** Records **

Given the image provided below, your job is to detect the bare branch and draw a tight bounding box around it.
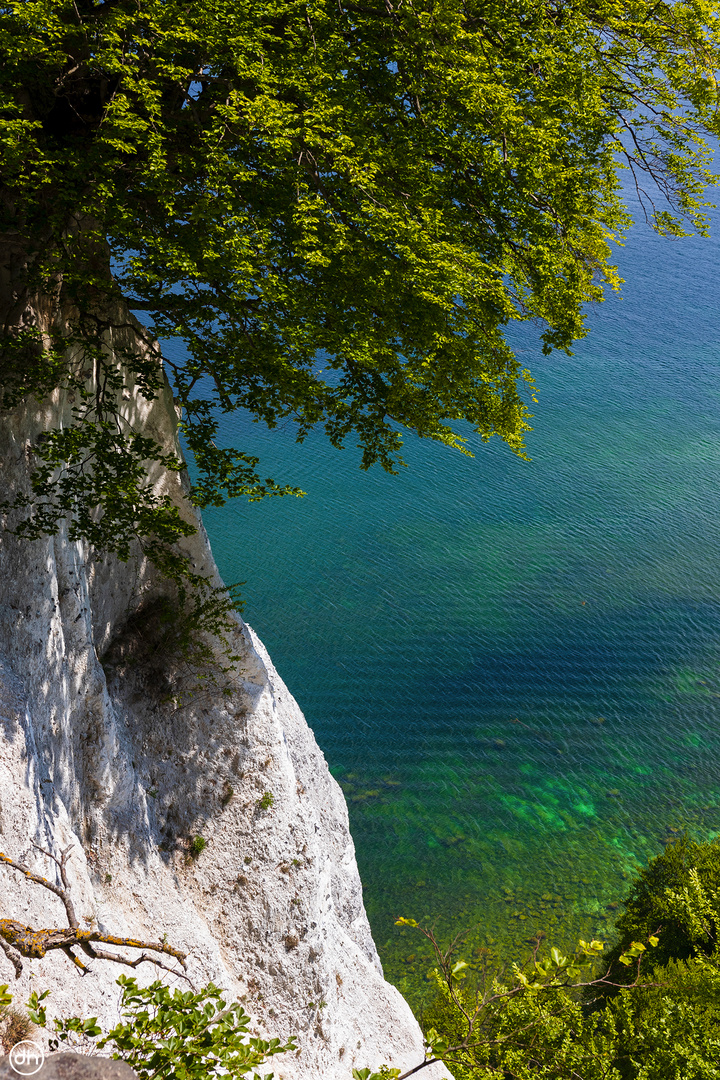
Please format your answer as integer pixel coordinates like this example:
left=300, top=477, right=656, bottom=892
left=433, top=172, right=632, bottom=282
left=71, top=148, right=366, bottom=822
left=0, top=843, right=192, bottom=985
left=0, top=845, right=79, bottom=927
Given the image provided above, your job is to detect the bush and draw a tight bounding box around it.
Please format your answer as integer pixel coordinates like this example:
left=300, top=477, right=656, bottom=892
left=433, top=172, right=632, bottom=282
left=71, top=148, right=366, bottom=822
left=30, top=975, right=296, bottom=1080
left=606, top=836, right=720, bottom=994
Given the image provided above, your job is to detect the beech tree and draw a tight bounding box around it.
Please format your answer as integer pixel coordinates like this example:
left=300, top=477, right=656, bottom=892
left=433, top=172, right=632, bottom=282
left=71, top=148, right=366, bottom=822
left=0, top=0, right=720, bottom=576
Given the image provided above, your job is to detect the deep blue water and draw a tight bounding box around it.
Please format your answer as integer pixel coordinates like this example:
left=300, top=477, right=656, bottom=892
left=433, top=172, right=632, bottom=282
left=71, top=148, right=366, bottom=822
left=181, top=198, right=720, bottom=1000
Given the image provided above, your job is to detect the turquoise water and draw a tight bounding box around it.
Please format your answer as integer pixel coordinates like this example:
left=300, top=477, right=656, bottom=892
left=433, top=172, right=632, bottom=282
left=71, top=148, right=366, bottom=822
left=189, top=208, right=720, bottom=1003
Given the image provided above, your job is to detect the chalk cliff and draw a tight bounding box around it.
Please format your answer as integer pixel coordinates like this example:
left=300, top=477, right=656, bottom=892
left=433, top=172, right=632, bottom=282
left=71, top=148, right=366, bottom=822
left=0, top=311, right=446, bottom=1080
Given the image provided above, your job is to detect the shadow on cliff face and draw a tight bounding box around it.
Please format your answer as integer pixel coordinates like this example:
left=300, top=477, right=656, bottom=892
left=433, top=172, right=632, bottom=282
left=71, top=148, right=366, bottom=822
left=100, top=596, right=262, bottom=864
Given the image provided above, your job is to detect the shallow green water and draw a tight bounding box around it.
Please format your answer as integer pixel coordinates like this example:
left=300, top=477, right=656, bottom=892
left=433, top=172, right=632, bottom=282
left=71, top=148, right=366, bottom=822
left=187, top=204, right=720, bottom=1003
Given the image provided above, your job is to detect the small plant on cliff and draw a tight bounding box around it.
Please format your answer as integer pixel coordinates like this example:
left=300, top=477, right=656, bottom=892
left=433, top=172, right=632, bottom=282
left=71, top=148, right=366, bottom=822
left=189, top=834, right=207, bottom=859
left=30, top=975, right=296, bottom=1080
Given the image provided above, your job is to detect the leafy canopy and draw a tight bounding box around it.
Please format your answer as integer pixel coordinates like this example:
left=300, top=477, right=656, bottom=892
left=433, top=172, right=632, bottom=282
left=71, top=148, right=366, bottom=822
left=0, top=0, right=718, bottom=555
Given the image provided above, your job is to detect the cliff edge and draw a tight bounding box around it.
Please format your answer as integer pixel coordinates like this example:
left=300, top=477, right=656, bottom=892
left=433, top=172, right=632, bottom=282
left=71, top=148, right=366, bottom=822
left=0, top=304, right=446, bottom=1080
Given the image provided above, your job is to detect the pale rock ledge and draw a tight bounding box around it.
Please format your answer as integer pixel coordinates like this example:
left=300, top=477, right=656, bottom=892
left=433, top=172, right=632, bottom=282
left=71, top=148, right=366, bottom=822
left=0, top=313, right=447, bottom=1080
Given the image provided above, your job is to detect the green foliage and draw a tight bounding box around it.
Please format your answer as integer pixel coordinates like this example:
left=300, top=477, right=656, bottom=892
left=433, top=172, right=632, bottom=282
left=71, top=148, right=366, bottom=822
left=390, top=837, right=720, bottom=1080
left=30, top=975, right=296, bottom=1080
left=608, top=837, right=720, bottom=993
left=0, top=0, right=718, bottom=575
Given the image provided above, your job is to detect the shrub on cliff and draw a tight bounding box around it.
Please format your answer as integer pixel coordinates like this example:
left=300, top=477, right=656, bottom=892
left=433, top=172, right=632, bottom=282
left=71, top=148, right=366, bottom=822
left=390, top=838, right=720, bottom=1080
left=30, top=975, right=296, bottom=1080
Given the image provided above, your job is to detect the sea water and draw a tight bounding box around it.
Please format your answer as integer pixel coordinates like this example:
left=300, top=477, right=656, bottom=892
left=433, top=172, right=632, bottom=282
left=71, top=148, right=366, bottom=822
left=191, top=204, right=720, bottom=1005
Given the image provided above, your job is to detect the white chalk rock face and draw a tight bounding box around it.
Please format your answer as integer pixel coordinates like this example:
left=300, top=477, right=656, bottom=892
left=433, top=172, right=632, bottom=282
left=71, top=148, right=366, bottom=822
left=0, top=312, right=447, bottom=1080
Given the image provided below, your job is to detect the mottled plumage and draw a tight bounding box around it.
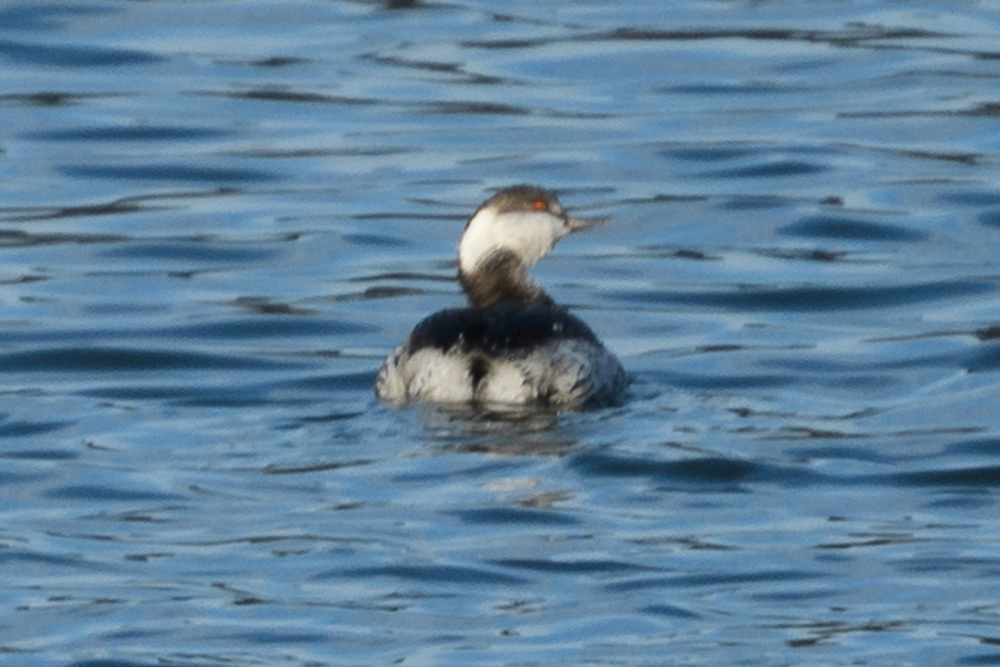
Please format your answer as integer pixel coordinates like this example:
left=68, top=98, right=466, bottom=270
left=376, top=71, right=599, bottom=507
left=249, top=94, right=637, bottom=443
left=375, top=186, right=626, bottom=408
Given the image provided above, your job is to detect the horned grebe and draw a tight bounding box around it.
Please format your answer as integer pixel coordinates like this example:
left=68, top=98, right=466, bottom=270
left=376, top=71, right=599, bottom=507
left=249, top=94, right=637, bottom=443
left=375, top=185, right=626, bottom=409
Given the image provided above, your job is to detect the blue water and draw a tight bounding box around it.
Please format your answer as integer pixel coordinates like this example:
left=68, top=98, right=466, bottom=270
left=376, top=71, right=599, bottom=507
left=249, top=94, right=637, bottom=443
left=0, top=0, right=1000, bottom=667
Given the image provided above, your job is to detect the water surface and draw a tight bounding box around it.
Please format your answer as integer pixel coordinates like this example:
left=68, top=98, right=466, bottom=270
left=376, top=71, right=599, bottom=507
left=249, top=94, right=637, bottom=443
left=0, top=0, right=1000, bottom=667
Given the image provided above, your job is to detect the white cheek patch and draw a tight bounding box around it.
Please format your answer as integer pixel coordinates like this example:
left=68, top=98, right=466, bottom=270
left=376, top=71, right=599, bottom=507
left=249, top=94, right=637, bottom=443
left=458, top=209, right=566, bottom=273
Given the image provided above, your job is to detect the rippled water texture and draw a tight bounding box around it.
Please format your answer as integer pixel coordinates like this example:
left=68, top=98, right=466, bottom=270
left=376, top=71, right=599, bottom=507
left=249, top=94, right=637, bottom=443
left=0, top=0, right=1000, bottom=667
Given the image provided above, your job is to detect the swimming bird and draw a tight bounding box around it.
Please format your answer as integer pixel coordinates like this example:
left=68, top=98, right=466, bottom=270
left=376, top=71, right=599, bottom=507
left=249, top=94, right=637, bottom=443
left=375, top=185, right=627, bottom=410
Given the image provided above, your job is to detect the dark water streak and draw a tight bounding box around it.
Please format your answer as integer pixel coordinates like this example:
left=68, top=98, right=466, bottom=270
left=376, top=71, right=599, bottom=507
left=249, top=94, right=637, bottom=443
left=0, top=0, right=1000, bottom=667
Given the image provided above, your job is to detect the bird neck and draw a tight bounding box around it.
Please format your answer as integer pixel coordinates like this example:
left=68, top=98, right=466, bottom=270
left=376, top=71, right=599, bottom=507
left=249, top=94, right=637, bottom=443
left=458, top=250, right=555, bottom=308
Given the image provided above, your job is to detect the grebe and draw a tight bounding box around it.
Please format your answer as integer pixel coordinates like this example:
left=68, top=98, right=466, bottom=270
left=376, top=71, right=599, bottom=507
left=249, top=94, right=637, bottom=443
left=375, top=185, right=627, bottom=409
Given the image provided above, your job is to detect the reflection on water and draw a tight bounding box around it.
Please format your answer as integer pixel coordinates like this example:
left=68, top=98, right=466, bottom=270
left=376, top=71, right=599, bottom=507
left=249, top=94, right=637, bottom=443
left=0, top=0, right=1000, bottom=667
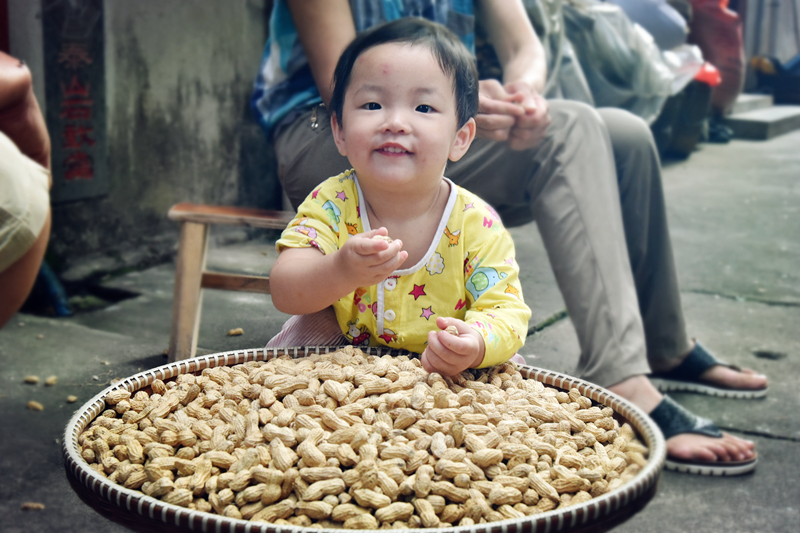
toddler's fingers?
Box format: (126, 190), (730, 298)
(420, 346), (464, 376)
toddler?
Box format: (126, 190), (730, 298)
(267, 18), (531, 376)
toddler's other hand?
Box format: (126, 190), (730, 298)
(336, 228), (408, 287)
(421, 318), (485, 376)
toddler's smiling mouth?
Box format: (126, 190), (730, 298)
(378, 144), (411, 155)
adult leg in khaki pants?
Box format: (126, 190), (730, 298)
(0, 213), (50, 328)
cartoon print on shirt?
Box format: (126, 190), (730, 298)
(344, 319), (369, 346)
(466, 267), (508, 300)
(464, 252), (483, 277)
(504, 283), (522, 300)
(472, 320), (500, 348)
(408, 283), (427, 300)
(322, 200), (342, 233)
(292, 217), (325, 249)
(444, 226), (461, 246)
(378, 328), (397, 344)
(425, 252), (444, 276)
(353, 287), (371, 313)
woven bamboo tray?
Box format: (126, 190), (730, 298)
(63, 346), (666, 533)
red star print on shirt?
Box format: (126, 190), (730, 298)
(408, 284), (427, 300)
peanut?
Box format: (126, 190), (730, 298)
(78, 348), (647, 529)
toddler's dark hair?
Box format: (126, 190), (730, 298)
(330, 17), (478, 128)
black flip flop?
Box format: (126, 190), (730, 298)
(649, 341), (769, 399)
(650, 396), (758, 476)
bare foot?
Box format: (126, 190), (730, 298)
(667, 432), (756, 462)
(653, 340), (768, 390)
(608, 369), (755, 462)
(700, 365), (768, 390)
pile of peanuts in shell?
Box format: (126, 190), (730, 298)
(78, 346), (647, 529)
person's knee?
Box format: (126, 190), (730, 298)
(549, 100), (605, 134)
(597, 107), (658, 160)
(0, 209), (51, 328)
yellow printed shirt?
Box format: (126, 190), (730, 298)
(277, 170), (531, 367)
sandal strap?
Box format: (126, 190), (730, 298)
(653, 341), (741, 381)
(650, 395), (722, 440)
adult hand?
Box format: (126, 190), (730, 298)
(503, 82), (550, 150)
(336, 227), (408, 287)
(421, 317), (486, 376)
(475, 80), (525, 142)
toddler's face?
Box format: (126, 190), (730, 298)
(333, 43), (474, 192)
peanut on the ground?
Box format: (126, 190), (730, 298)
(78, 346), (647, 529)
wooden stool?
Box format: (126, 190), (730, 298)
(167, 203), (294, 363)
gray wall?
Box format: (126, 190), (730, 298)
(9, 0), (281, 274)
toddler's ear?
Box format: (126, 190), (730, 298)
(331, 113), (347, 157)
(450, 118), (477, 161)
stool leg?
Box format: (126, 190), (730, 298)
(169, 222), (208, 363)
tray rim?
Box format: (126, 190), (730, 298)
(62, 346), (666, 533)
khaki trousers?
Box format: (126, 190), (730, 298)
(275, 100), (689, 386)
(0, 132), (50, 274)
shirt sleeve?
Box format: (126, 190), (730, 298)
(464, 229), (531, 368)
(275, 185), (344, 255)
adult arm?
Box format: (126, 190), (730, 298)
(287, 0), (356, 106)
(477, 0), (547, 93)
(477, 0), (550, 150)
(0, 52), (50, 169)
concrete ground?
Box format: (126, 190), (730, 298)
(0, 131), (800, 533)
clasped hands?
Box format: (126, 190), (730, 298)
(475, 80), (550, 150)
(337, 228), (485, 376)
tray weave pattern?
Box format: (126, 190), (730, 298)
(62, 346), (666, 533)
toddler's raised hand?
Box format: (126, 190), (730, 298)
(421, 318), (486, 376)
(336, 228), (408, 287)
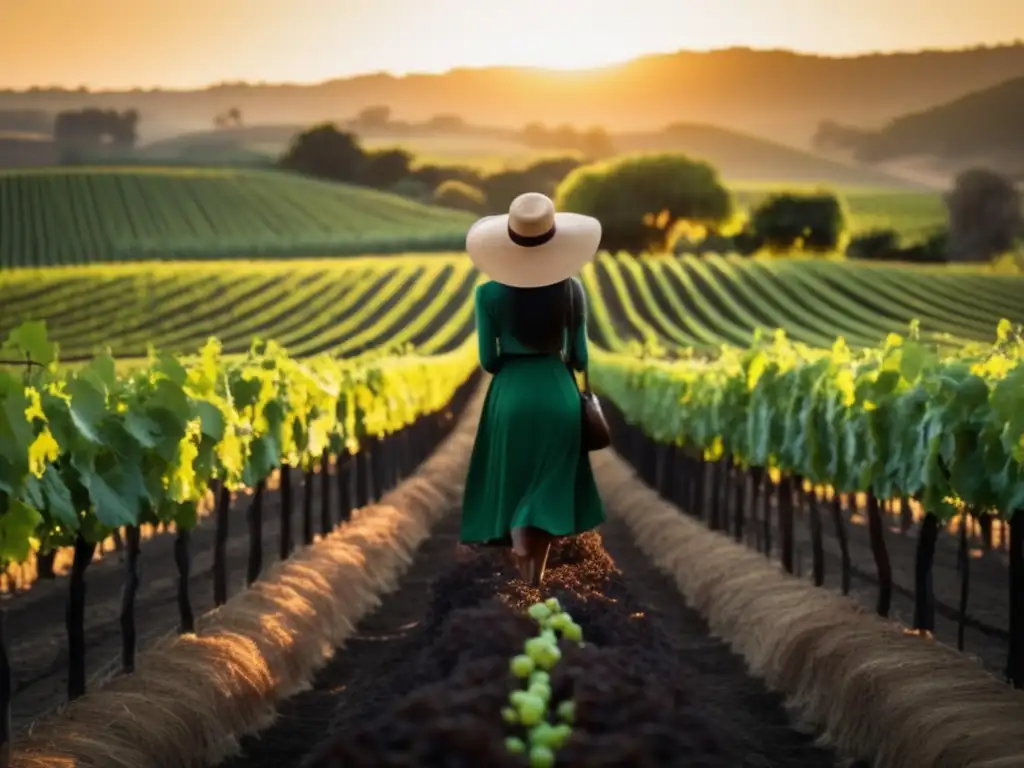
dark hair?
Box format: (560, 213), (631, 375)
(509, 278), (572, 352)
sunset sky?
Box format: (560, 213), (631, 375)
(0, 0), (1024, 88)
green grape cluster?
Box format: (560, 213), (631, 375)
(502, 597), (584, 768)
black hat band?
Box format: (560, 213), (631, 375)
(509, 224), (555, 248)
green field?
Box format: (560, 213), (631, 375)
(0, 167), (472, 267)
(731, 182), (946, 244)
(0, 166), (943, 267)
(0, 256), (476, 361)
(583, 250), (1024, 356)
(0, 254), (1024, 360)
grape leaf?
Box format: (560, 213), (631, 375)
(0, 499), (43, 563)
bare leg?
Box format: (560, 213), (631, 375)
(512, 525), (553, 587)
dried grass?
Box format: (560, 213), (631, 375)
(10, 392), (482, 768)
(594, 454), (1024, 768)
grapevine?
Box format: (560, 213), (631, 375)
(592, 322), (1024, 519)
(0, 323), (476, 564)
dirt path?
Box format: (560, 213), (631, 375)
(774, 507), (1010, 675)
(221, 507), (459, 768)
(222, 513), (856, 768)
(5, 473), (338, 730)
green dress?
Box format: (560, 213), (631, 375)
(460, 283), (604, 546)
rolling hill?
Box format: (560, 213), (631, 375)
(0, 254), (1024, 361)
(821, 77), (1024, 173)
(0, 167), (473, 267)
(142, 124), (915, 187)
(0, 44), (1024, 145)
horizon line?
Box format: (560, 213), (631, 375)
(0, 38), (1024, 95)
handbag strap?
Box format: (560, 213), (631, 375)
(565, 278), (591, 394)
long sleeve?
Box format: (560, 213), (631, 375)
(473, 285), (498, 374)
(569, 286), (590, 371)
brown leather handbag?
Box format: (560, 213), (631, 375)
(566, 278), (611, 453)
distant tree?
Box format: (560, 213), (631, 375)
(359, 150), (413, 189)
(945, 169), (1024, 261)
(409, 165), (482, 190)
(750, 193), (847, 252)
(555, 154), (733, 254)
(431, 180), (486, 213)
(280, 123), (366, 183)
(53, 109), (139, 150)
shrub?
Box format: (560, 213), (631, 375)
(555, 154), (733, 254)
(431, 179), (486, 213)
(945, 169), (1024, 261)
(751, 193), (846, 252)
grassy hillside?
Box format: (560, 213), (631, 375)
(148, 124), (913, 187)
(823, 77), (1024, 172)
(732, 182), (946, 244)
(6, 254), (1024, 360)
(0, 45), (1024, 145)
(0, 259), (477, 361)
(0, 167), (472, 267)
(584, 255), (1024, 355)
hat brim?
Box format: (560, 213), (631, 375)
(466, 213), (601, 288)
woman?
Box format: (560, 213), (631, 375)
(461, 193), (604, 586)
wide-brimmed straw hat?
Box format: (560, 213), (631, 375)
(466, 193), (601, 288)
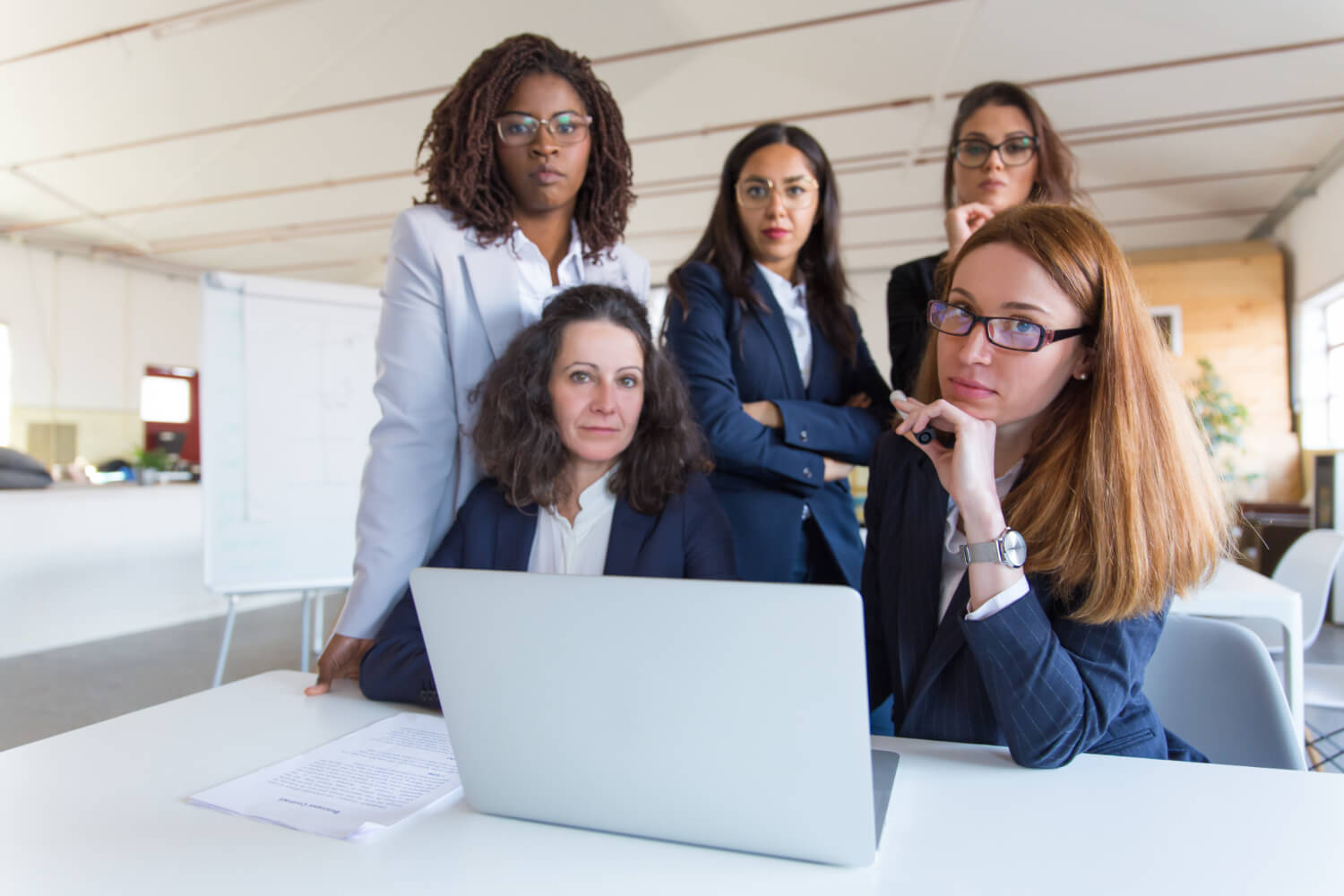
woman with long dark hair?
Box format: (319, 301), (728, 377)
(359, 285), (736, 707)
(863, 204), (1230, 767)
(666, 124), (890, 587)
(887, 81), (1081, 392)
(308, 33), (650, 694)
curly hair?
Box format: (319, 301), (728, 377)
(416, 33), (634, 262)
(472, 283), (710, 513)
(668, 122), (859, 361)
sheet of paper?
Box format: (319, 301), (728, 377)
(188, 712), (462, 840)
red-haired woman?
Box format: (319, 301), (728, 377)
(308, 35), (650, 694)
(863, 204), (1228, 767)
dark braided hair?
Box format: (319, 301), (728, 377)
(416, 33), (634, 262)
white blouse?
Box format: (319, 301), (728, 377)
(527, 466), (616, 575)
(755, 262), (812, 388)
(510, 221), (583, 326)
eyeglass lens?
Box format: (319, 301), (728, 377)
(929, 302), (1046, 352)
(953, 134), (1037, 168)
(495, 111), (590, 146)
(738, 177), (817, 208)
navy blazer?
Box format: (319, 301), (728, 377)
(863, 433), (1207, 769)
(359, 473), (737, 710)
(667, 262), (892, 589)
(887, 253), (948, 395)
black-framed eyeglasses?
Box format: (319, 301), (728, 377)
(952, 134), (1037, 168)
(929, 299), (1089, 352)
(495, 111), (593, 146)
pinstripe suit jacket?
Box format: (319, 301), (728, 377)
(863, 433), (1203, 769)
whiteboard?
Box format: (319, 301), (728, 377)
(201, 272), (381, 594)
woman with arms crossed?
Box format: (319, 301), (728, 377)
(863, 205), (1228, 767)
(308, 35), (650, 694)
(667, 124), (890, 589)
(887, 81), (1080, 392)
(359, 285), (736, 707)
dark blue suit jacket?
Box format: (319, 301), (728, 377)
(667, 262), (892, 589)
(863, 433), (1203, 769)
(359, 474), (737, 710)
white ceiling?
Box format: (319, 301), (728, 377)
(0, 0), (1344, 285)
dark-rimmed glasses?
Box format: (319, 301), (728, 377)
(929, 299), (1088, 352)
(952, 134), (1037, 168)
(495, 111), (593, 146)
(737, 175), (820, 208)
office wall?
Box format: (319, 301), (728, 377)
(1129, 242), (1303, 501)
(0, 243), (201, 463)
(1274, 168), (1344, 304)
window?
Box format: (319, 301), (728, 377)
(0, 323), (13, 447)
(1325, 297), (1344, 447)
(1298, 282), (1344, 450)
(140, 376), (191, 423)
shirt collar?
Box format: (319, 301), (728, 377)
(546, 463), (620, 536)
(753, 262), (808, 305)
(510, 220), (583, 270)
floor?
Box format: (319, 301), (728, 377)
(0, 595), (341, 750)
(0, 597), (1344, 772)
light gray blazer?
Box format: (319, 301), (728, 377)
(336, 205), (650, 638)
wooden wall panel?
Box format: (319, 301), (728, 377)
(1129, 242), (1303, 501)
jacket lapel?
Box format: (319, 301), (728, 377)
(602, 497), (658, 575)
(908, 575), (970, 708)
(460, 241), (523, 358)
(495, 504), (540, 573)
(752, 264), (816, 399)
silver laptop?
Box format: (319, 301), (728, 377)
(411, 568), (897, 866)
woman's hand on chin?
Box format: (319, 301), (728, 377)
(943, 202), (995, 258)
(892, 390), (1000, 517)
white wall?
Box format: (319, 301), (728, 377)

** GIVEN REQUEST **
In the material above, rewrite the stretch from the line containing "whiteboard?" through the line containing "(0, 597), (1344, 772)", replacing "floor" with "carpeted floor" and leaving all else unchanged. Provide only those lines.

** ANSWER TO THIS PROBLEM **
whiteboard?
Box format: (319, 301), (728, 377)
(201, 272), (381, 594)
woman with arms crossed?
Box format: (319, 301), (728, 377)
(863, 205), (1228, 767)
(308, 35), (650, 694)
(667, 124), (890, 589)
(887, 81), (1080, 392)
(359, 285), (736, 707)
dark blue suit jacket?
Box format: (319, 301), (728, 377)
(667, 262), (892, 589)
(863, 433), (1203, 769)
(359, 474), (737, 710)
white ceiling?
Box format: (319, 301), (728, 377)
(0, 0), (1344, 285)
dark-rimmed glasses?
Box format: (319, 301), (728, 377)
(929, 299), (1088, 352)
(952, 134), (1037, 168)
(495, 111), (593, 146)
(737, 175), (820, 208)
office wall?
Box format: (319, 301), (728, 377)
(1129, 242), (1303, 501)
(0, 243), (201, 463)
(1274, 168), (1344, 304)
window?
Box format: (319, 301), (728, 377)
(0, 323), (13, 447)
(1325, 297), (1344, 447)
(1298, 282), (1344, 450)
(140, 376), (191, 423)
shirt collar?
Box format: (319, 301), (728, 377)
(546, 463), (620, 536)
(753, 262), (808, 305)
(510, 220), (583, 270)
carpeted floor?
Box format: (319, 301), (728, 377)
(0, 595), (341, 750)
(0, 597), (1344, 772)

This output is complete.